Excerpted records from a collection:
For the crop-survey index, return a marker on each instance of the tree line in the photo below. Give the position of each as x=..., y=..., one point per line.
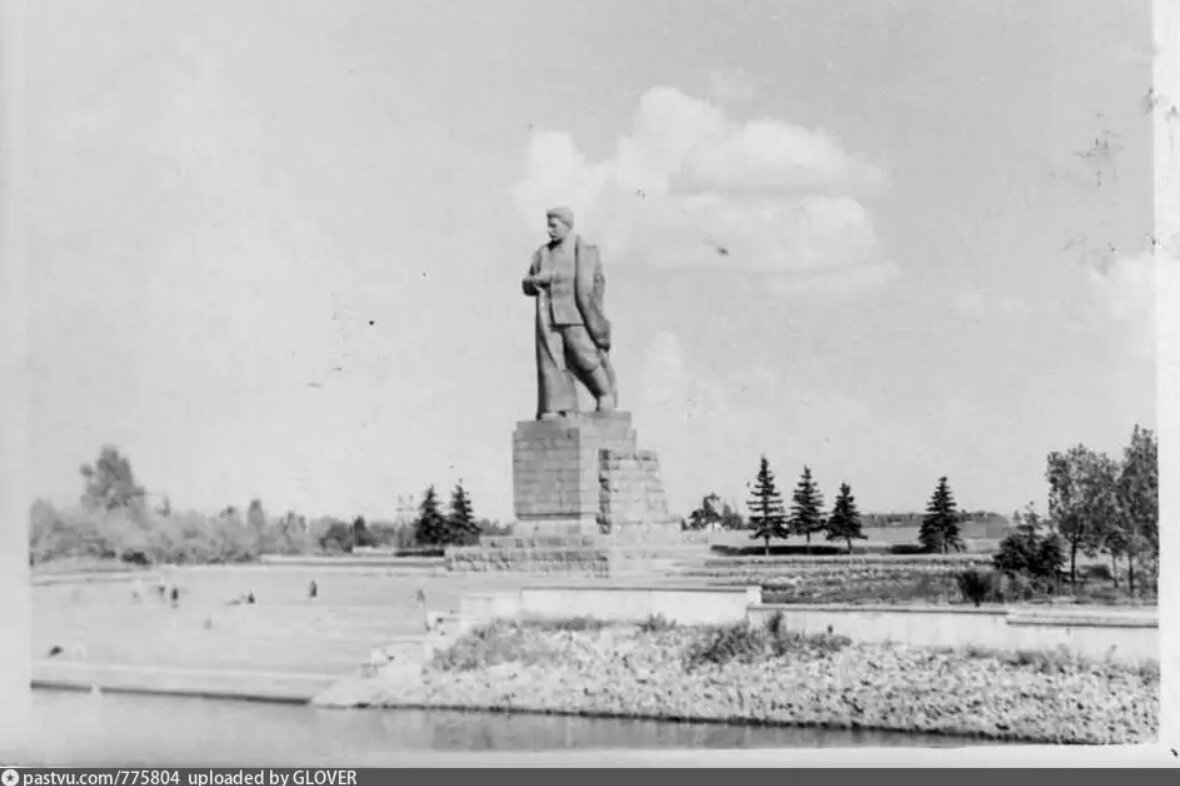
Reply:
x=769, y=518
x=1097, y=505
x=115, y=519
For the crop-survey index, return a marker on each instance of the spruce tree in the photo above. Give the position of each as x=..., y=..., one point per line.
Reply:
x=806, y=508
x=939, y=526
x=461, y=526
x=431, y=526
x=844, y=523
x=767, y=516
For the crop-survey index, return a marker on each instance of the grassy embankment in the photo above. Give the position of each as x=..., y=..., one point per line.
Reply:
x=772, y=675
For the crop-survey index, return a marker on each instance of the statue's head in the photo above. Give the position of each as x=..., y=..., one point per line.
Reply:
x=561, y=222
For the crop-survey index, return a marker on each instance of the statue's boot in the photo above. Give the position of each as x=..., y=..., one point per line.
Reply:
x=603, y=390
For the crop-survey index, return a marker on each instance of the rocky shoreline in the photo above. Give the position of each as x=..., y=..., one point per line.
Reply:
x=630, y=672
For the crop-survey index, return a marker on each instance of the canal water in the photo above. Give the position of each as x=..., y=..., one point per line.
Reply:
x=123, y=729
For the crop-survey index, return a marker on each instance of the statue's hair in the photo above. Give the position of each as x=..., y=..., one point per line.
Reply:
x=563, y=215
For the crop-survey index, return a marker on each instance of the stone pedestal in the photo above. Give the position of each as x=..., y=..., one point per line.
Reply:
x=585, y=476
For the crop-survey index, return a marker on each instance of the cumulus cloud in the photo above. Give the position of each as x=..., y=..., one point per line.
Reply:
x=689, y=187
x=1126, y=288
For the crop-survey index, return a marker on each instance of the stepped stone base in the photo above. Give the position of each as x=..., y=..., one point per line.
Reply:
x=588, y=502
x=585, y=476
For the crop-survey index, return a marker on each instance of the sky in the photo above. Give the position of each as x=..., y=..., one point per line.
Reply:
x=275, y=249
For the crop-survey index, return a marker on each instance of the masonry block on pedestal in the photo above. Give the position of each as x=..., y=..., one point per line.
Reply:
x=584, y=475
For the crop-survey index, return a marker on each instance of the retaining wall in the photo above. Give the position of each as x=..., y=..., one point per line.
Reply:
x=635, y=603
x=1122, y=636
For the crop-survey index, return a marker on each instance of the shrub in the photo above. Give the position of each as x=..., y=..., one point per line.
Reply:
x=569, y=624
x=978, y=587
x=723, y=643
x=656, y=623
x=746, y=643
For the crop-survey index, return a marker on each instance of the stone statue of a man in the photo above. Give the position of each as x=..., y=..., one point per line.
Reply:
x=572, y=332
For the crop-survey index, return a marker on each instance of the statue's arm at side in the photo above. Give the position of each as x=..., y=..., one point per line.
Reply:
x=588, y=294
x=528, y=283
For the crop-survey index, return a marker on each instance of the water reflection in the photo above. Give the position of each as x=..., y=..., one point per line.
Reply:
x=126, y=729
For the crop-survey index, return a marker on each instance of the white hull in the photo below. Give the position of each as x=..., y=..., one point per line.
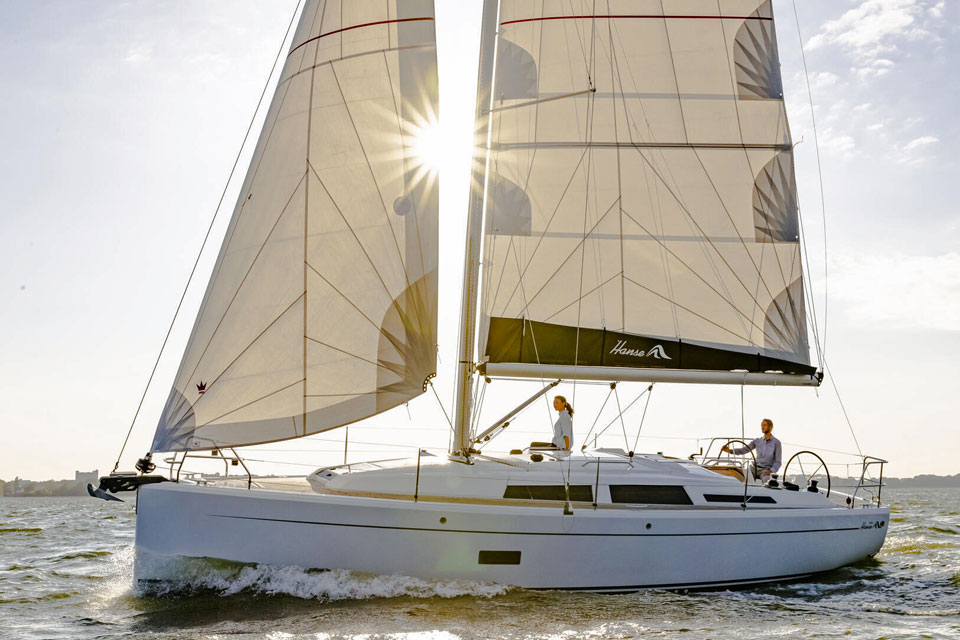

**Prompt**.
Pull out every line of the material above that contains the string "water", matching case exactly.

**The solution**.
For the crop-survey index, return a marker on each instance of the canal water in the photo above. Give the position of each as x=..., y=..., one point per line.
For the crop-survey index, return a marker on each instance of the water reflection in the photo above. Give the position of each as x=..., y=..., one point per line.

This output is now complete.